* [CONSIGNAS DEL EJERCICIO]
1. Según el texto de la página, ¿en qué lugar tiene oficinas la empresa concesionaria TBA?
2. Transcribe del texto de la página el fragmento que comienza en las palabras "Absurda, terrible, injusta, la" y termina después de "y querer ver.".

Absurda, terrible, injusta, la muerte de 51 pasajeros (que en su mayoria probablemente votaron a favor de este gobierno) en la tragedia ferroviaria de la estación Once posiblemente no haya sorprendido a los usuarios frecuentes de los trenes suburbanos, entre los que me cuento. Intimamente, sabemos que no hace falta investigar mucho para saber qué ha pasado. Las causas, para los usuarios, están a la vista. Y estaban a la vista desde hacía tiempo. Sólo había que abrir los ojos y querer ver.
No es el caso de la empresa concesionaria: TBA tiene oficinas en Retiro, pero les da la espalda a los trenes para ocuparse de la ventanilla que mira hacia el Gobierno. Por allí entran los millonarios subsidios.

* [MATERIAL PROPORCIONADO]
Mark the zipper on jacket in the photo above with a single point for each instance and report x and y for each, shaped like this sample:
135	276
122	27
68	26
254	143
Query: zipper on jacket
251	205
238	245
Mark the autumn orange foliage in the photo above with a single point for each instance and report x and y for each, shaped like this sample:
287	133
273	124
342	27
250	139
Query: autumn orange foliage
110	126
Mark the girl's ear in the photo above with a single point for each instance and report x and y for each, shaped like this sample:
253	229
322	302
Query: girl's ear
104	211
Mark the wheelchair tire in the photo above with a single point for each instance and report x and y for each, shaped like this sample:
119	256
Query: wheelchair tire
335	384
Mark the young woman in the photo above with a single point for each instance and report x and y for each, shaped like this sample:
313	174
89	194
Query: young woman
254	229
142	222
...
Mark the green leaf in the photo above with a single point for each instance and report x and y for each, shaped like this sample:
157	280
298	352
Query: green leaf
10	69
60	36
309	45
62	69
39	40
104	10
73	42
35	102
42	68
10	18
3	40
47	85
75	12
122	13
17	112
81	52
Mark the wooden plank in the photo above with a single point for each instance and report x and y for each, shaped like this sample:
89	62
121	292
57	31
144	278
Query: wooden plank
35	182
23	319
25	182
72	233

* [LISTA DE RESPUESTAS]
1. En Retiro.

2.
Absurda, terrible, injusta, la muerte de 51 pasajeros (que en su mayoria probablemente votaron a favor de este gobierno) en la tragedia ferroviaria de la estación Once posiblemente no haya sorprendido a los usuarios frecuentes de los trenes suburbanos, entre los que me cuento. Intimamente, sabemos que no hace falta investigar mucho para saber qué ha pasado. Las causas, para los usuarios, están a la vista. Y estaban a la vista desde hacía tiempo. Sólo había que abrir los ojos y querer ver.